WORK REQUEST: Search the data below for the line containing "Target: black pants", then please set down that line and all remaining ones exactly as written.

LISTED ENTRIES:
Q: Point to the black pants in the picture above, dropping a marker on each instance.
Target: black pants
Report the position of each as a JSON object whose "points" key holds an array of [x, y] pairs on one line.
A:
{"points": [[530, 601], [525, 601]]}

WRITTEN SOLUTION:
Target: black pants
Report the position of each as a JSON object whose "points" key holds an array of [x, y] pairs on one line.
A:
{"points": [[530, 601], [525, 601]]}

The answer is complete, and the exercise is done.